__Dataset records__
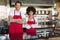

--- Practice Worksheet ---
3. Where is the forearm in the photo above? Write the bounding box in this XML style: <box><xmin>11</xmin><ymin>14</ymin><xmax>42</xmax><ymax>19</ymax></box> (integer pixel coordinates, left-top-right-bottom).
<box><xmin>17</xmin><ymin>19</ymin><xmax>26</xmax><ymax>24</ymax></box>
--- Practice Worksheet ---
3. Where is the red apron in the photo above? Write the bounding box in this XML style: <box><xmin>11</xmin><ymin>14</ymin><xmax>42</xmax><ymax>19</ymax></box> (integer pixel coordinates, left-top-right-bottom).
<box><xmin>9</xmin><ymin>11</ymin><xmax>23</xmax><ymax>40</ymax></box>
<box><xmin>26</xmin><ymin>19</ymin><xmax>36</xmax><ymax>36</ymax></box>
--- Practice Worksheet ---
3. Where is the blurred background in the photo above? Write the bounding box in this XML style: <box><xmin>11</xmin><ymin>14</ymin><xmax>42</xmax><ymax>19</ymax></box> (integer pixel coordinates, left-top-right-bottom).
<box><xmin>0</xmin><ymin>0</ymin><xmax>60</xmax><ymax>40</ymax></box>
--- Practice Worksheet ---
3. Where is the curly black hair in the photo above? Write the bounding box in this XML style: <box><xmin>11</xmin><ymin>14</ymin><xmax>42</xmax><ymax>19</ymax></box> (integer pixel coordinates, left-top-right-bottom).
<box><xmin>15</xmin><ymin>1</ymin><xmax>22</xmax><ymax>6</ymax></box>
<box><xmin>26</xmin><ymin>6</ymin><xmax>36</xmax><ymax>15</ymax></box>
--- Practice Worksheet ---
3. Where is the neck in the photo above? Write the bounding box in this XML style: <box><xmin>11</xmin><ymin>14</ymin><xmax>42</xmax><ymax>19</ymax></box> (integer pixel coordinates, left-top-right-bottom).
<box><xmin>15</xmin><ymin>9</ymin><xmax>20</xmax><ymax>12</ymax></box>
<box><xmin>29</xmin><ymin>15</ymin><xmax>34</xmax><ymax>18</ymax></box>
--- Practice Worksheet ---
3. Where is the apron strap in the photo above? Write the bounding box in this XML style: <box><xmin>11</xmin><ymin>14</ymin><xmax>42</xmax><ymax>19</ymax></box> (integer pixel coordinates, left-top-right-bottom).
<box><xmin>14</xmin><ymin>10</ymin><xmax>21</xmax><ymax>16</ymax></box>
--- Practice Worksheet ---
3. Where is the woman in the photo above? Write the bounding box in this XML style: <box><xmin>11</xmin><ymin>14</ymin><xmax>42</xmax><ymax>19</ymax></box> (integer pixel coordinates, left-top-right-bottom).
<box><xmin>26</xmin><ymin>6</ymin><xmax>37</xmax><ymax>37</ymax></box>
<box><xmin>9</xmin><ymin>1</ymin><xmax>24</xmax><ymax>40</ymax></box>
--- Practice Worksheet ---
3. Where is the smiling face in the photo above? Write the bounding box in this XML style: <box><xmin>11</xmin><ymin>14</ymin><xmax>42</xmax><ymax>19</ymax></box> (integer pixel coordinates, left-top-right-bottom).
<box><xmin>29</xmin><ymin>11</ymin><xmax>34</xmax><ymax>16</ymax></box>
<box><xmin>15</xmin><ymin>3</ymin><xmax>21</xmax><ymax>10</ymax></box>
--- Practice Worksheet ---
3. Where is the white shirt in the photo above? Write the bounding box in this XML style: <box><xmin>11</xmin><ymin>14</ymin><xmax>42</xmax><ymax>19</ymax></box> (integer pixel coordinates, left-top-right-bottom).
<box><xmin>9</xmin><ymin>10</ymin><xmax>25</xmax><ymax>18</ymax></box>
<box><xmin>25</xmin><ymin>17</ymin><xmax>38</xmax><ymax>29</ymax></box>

__TASK GOAL__
Reproduce every one of the lines above word for word, omitting the pictures.

__CORRECT RESULT__
--- Practice Worksheet ---
3. Where is the forearm in the photo above? Write the bounding box in this XML style: <box><xmin>11</xmin><ymin>14</ymin><xmax>42</xmax><ymax>19</ymax></box> (integer pixel coordinates, left-top-right-bottom).
<box><xmin>17</xmin><ymin>19</ymin><xmax>26</xmax><ymax>24</ymax></box>
--- Practice Worksheet ---
3. Where is the red apron in the photo above? Write the bounding box in this XML style: <box><xmin>11</xmin><ymin>14</ymin><xmax>42</xmax><ymax>19</ymax></box> (integer pixel coordinates, left-top-right-bottom).
<box><xmin>9</xmin><ymin>11</ymin><xmax>23</xmax><ymax>40</ymax></box>
<box><xmin>26</xmin><ymin>19</ymin><xmax>36</xmax><ymax>36</ymax></box>
--- Practice Worksheet ---
3. Where is the blurred background in the photo above? Write the bounding box in this XML style: <box><xmin>11</xmin><ymin>14</ymin><xmax>42</xmax><ymax>19</ymax></box> (integer pixel coordinates, left-top-right-bottom).
<box><xmin>0</xmin><ymin>0</ymin><xmax>60</xmax><ymax>40</ymax></box>
--- Practice Worksheet ---
3. Where is the curly black hair in the photo above? Write the bounding box in this XML style: <box><xmin>11</xmin><ymin>14</ymin><xmax>42</xmax><ymax>19</ymax></box> (integer pixel coordinates, left-top-right-bottom).
<box><xmin>15</xmin><ymin>1</ymin><xmax>22</xmax><ymax>6</ymax></box>
<box><xmin>26</xmin><ymin>6</ymin><xmax>36</xmax><ymax>15</ymax></box>
--- Practice Worksheet ---
3. Where is the neck in the photo above? Write the bounding box in this XML style: <box><xmin>11</xmin><ymin>14</ymin><xmax>42</xmax><ymax>19</ymax></box> (integer pixel coordinates, left-top-right-bottom).
<box><xmin>15</xmin><ymin>9</ymin><xmax>20</xmax><ymax>12</ymax></box>
<box><xmin>29</xmin><ymin>15</ymin><xmax>34</xmax><ymax>18</ymax></box>
--- Practice Worksheet ---
3. Where is the apron strap in the photo above? Write the bounding box in this XML style: <box><xmin>11</xmin><ymin>14</ymin><xmax>42</xmax><ymax>19</ymax></box> (integer pixel coordinates, left-top-right-bottom).
<box><xmin>14</xmin><ymin>10</ymin><xmax>21</xmax><ymax>16</ymax></box>
--- Practice Worksheet ---
3. Where is the woman in the photo above? Write the bounding box in this XML style: <box><xmin>11</xmin><ymin>14</ymin><xmax>42</xmax><ymax>19</ymax></box> (integer pixel coordinates, left-top-right-bottom).
<box><xmin>26</xmin><ymin>6</ymin><xmax>37</xmax><ymax>37</ymax></box>
<box><xmin>9</xmin><ymin>1</ymin><xmax>24</xmax><ymax>40</ymax></box>
--- Practice Worksheet ---
3. Where is the smiling face in the photo above? Write the bounding box in this XML style: <box><xmin>11</xmin><ymin>14</ymin><xmax>42</xmax><ymax>19</ymax></box> (integer pixel coordinates, left-top-right-bottom).
<box><xmin>29</xmin><ymin>11</ymin><xmax>34</xmax><ymax>16</ymax></box>
<box><xmin>15</xmin><ymin>3</ymin><xmax>21</xmax><ymax>10</ymax></box>
--- Practice Worksheet ---
3. Where is the white shirt in the photo above? Write the bounding box in this XML style: <box><xmin>11</xmin><ymin>14</ymin><xmax>42</xmax><ymax>19</ymax></box> (integer pixel coordinates, left-top-right-bottom).
<box><xmin>9</xmin><ymin>10</ymin><xmax>25</xmax><ymax>18</ymax></box>
<box><xmin>25</xmin><ymin>17</ymin><xmax>38</xmax><ymax>29</ymax></box>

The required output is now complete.